SCOPO DEL COMPITO:
Scrivi il seguito del brano sull'Anno Paolino, partendo subito dopo la sua ultima frase.

Cristo, Paolo, i Servi di Dio
don Dimiccoli e don Caputo… una catena di santità È noto a tutti che siamo nell’Anno Paolino.
Ricorre infatti il secondo millennio
dalla nascita di Paolo di Tarso, avvenuta presumibilmente
verso l’8-9 d.C. Per tale occasione
papa Benedetto XVI ha esteso a tutta la Chiesa
l’invito a meditare sulla figura e gli insegnamenti
di questo grande apostolo, grazie al quale
il messaggio del Vangelo ha avuto un forte
slancio di diffusione.

CONTENUTO DEI DATI:
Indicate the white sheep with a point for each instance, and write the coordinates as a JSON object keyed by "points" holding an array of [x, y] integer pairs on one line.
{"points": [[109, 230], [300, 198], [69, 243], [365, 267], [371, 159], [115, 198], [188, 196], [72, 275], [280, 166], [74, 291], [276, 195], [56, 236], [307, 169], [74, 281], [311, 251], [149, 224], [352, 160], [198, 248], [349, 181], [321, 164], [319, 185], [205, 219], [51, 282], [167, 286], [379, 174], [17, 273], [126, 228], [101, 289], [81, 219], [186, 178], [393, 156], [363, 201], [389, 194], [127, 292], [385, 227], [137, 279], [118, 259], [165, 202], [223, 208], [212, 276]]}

RISULTATO DEL COMPITO:
Qual è la grandezza di Paolo? Perché la sua
vita è così straordinaria e ancora contagiosa,
nonostante siano trascorsi tanti secoli dal suo
passaggio terreno? La risposta è semplice: si è innamorato di Cristo e ha donato la sua vita
a Lui. Il suo amore è stato così grande da diventare
instancabile araldo del Vangelo, pur
rimanendo, al contempo, contemplativo fino in
fondo di Lui. L’opera della Grazia ha trovato in
Paolo un terreno così favorevole tanto da renderlo
alter Christus: “non sono più io che vivo,
ma Cristo vive in me” (Gal 2,20). Egli ha saputo
coniugare l’impetuosità dello sforzo per l’annuncio
(viaggi, pericoli, arresti, naufragi, confronto
con nuove culture) alla pacatezza di chi
si ritiene sempre abbandonato alla volontà di
Dio, pur tra le difficoltà della vita (lunghi anni
di prigionia, sconfitte, tradimenti). Questi elementi
qualificano Paolo come modello di ogni
missionario. Ma anche modello di ogni contemplativo.
La ricchezza della sua vita ci permette di esplorare da molteplici angolature
le svariate sfaccettature
della vita cristiana.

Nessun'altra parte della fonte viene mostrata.